Exercise goal: List every line in the rows below that contains the word "blue".

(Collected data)
[Begin]
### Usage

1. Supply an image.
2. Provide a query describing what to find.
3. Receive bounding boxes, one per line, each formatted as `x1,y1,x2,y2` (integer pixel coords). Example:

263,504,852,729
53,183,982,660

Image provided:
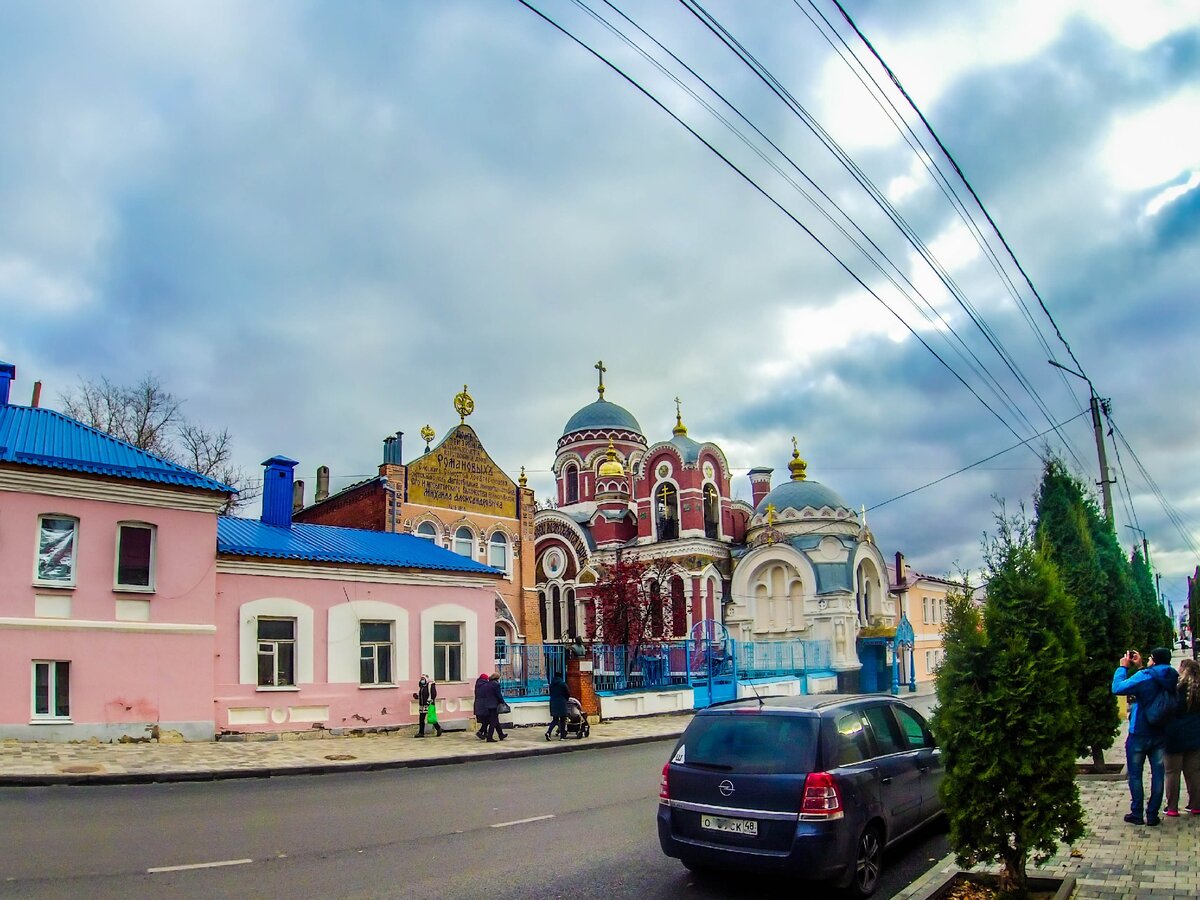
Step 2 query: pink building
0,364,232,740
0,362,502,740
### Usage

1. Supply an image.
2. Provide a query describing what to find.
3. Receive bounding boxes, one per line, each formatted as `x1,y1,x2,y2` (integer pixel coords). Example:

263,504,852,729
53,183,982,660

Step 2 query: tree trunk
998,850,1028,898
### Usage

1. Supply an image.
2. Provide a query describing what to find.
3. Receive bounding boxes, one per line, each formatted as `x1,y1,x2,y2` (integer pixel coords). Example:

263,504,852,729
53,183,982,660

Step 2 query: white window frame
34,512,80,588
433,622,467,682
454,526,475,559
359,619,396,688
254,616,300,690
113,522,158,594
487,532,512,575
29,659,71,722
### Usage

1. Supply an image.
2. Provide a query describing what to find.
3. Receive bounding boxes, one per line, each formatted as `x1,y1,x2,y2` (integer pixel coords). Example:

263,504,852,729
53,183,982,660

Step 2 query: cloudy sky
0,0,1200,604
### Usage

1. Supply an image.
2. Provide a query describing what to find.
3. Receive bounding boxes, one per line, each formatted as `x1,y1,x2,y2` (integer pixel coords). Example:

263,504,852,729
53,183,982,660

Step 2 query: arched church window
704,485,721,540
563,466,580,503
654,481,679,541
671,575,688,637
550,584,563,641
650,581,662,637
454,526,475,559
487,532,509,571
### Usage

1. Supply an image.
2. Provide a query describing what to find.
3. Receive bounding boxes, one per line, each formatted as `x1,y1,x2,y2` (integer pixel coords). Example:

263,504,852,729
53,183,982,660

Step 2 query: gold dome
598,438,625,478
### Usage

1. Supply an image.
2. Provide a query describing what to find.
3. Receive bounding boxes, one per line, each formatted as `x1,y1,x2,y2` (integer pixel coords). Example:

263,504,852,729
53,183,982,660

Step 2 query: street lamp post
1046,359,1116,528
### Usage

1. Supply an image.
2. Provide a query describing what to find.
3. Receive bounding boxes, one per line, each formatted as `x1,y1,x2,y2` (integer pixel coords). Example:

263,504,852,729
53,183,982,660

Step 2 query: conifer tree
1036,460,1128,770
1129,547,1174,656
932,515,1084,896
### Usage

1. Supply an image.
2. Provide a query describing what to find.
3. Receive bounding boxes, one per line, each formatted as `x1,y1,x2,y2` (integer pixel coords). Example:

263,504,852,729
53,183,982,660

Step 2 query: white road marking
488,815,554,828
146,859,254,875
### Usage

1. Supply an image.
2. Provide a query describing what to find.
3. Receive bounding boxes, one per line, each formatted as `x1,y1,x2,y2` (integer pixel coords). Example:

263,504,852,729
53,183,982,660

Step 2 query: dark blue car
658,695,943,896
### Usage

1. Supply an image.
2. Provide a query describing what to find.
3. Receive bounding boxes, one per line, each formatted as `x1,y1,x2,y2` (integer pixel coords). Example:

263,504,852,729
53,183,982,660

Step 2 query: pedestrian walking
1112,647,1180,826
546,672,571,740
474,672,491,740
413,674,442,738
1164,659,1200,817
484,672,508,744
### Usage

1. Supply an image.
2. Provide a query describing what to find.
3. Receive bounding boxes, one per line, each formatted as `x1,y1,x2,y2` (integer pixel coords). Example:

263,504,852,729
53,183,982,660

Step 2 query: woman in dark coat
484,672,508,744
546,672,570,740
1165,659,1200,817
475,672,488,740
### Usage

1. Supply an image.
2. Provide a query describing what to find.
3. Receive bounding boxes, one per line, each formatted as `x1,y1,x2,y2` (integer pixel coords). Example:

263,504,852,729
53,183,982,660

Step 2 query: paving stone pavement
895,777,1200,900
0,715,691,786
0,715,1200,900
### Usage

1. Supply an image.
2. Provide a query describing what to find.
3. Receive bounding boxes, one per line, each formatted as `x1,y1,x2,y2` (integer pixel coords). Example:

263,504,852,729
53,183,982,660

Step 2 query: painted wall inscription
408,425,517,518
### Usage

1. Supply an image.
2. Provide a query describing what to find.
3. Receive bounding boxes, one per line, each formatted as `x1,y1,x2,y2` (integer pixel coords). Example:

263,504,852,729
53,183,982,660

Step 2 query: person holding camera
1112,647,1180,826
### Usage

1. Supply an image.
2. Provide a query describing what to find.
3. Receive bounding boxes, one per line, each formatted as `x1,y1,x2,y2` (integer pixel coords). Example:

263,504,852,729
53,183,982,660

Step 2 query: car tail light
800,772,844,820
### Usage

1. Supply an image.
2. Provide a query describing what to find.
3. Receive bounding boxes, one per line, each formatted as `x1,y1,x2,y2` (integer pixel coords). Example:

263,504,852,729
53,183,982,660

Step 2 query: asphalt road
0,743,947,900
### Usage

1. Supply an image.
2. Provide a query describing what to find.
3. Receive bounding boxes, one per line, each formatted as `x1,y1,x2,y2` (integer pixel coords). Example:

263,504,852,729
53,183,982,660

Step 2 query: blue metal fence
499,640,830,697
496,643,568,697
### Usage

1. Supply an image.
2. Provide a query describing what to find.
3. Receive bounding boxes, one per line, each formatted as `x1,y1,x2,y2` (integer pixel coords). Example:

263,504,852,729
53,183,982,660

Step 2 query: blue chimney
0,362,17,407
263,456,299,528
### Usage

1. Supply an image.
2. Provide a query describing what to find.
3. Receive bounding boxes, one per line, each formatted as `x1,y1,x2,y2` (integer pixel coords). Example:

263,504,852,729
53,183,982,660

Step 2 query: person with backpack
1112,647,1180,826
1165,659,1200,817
[End]
Worked answer:
Step 2 query: dark blue car
Step 2 query: blue metal fence
Step 2 query: blue chimney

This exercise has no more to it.